• **ARTICLE**:
++++++++++

I can't move this changes to a distinct patch, as this code is not even executed currently. When I create the `spImm` variants in table-gen is when this decoder is actually used. Before, the instructions are either decoded as `addw` or `subw`, never as `adr.w`.
================
Comment at: llvm/lib/Target/ARM/Disassembler/ARMDisassembler.cpp:5620
+ Inst.setOpcode(ARM::t2SUBri12);
+ if (!Check(S, DecoderGPRRegisterClass(Inst, 15, Address, Decoder)))
+ return MCDisassembler::Fail;
----------------
efriedma wrote:
> This could probably use a comment. It looks like it's handling `sub r0, pc, #0`? (That should actually be a valid instruction, as far as I know.)

++++++++++

• **RECORDED INFORMATION**:

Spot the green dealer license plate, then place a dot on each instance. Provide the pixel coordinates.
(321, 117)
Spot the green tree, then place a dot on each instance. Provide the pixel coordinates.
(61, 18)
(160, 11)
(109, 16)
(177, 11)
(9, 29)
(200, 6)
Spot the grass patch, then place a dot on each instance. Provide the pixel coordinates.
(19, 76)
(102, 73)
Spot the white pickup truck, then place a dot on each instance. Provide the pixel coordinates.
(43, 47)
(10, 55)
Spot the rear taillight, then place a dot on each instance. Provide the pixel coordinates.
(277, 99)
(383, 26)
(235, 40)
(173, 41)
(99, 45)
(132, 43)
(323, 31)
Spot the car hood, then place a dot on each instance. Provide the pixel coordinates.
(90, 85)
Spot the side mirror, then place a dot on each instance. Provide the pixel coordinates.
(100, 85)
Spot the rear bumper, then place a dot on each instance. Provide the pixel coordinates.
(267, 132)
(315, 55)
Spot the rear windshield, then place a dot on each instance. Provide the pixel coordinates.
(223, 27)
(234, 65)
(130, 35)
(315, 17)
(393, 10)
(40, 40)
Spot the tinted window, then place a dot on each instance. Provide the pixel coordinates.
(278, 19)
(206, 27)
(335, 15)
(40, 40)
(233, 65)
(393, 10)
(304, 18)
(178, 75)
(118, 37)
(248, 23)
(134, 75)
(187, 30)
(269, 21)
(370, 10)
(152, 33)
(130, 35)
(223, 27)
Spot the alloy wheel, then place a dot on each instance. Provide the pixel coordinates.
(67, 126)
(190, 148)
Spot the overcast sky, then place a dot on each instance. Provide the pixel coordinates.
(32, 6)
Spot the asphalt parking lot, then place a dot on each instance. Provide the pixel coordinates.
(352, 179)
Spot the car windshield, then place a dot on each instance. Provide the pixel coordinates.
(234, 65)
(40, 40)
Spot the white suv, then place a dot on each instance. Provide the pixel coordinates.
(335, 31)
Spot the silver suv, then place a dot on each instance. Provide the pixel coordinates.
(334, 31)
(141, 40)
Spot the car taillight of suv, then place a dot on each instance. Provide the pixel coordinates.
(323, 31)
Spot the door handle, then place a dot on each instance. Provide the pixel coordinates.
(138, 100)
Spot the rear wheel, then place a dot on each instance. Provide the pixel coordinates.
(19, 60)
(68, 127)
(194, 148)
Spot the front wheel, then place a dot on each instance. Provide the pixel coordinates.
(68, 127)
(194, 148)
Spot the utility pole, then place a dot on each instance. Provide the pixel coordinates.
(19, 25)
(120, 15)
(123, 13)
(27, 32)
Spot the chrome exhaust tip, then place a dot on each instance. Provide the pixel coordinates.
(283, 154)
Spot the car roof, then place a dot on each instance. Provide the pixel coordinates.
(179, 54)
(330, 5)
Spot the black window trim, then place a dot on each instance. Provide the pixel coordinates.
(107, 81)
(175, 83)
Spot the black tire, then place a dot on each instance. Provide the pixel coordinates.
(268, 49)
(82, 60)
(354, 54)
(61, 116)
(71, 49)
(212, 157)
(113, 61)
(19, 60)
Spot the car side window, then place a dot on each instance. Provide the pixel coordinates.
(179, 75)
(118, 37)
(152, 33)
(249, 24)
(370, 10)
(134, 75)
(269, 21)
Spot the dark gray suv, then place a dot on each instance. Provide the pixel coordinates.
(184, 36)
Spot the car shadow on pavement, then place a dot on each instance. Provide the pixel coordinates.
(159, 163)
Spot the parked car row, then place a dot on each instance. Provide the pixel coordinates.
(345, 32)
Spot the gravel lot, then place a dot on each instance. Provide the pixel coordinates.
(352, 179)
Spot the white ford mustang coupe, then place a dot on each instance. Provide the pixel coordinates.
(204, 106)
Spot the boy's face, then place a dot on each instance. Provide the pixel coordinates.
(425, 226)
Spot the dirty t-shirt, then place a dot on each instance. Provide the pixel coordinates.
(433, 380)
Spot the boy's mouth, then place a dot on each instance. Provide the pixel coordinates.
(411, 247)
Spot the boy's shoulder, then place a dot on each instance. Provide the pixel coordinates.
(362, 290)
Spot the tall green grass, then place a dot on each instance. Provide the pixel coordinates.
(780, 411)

++++++++++

• **TASK INSTRUCTIONS**:
[1] Summarize the code review excerpt in two sentences.
[2] Find every line of the records that contains the string "side", and copy each of those lines.

• **EXPECTED RESULTS**:
[1] The changes can't be moved to a separate patch because this decoder code is not currently executed. It only comes into use once the `spImm` variants are created in table-gen, and until then the instructions decode as `addw` or `subw`, never as `adr.w`; on the change that sets the opcode to `ARM::t2SUBri12`, efriedma says it could probably use a comment and suggests it handles `sub r0, pc, #0`, which efriedma believes should be a valid instruction.

[2]
Spot the side mirror, then place a dot on each instance. Provide the pixel coordinates.
Spot the car side window, then place a dot on each instance. Provide the pixel coordinates.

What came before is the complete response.